WHAT YOU WILL DO = Please list every opponent who beat Casamayor in the amateur bouts recorded in the Joel Casamayor text below.

SOURCE EXTRACT =
[Start of section]

Joel Casamayor Johnson (born July 12, 1971) is a Cuban American former professional boxer who competed from 1996 to 2011. He held world championships in two weight classes, including the WBA super featherweight title from 2000 to 2002; and the WBC, Ring magazine and lineal lightweight titles between 2006 and 2008. As an amateur, Casamayor won a gold medal in the bantamweight division at the 1992 Olympics, after which he defected to the United States on the eve of the 1996 Olympics.

Amateur career
Casamayor's amateur record stands at 363 wins and 30 losses.
1989 – Gold medal (Bantamweight) at the Junior World Championships
1992 – Gold medal (Bantamweight) at the 1992 Summer Olympics in Barcelona, Spain
Defeated Venkatesan Devarajan (India) points
Defeated Riadh Klaai (Tunisia) points
Defeated Roberto Jalnaiz (Philippines) KO 1
Defeated Mohammed Achik (Morocco) TKO 1
Defeated Wayne McCullough (Ireland) points
1993 – Silver medal (Bantamweight) at the 1993 World Amateur Boxing Championships in Tampere, Finland
Defeated Agathangelos Tsiripidis (Greece) TKO 3
Defeated Dirk Krueger (Germany) points
Defeated Arthur Mikaelian (Armenia) points
Defeated Vladislav Antonov (Russia) points
Lost to Alexander Hristov (Bulgaria) points
1994 – Bronze medal (Featherweight) at the World Cup in Bangkok, Thailand
Defeated Brian Carr (Scotland) points
Defeated Nourredine Medjihoud (Algeria) points
Defeated Cristian Rodriguez (Argentina) points
Lost to Falk Huste (Germany) points
1994 – Silver Medal (Featherweight) at the Goodwill Games in St. Petersburg, Russia
Defeated Kai Kandelin (Finland) TKO 1
Defeated Claude Chinon (France) points
Lost to Ramaz Paliani (Russia) points
1995 – Competed (Featherweight) at the 1995 World Amateur Boxing Championships in Berlin, Germany
Lost to Raimkul Malachbekov (Russia) points

Professional career

He won the NABF Super Featherweight title in 1999 by beating Jose Luis Noyola. Later that year, he won the WBA Super Featherweight title by stopping Jong-Kwon Baek in 5 rounds. In 2002, he lost that title in a controversial unification bout with WBO champion Acelino Freitas. At one point in the fight, Casamayor slipped and the referee ruled it a knockdown. Casamayor also had a point deducted for a late hit. Many believe Casamayor should have won the fight. In 2004, Diego Corrales, whom Casamayor stopped in 2003 for the Vacant IBA super featherweight title, defeated him for the vacant WBO Super Featherweight title via a very close and controversial decision. Casamayor failed to take the WBC Lightweight title from José Luis Castillo later that year because the judges scored what seemed to be a clear win for Casamayor over Castillo. After the disputed loss to Castillo, Casamayor's career appeared to be in a downward spiral and he was set up with undefeated rising prospect Almazbek Raiymkulov in June 2005. In a close, spirited battle the bout ended in a draw, with many believing that Casamayor's best days were behind him.

[End of section]

DATA FOR ANALYSIS =

[Start of section]

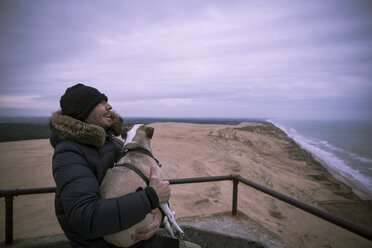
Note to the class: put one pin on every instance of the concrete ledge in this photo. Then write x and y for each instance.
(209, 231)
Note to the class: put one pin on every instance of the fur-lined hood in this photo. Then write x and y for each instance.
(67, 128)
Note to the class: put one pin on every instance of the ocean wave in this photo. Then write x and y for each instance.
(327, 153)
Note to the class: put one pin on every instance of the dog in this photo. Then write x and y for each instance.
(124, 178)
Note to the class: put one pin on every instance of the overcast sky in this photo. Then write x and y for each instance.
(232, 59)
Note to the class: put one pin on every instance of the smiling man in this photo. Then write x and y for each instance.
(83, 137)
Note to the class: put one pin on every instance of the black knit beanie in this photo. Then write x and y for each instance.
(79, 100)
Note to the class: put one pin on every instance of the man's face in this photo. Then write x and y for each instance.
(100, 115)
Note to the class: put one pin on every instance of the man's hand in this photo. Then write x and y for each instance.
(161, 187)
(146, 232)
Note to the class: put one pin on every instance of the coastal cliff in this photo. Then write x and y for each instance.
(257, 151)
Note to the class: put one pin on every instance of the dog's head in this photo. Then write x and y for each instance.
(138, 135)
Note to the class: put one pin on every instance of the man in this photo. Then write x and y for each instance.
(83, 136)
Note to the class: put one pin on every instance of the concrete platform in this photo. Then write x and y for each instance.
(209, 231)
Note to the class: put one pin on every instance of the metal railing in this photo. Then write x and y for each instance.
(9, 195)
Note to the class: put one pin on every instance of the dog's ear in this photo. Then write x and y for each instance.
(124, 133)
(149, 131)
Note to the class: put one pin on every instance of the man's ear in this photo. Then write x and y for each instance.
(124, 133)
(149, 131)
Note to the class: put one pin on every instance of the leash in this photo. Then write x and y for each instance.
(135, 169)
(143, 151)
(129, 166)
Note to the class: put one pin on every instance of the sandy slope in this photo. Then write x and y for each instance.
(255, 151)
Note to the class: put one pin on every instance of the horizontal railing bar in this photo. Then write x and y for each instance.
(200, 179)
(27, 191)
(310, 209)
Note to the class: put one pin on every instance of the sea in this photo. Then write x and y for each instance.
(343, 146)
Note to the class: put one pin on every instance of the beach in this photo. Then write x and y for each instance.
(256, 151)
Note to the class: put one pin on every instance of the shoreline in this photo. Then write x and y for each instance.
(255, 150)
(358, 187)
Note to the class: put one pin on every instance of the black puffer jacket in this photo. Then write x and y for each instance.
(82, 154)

[End of section]

TASK OUTPUT = Alexander Hristov (Bulgaria), Falk Huste (Germany), Ramaz Paliani (Russia), Raimkul Malachbekov (Russia)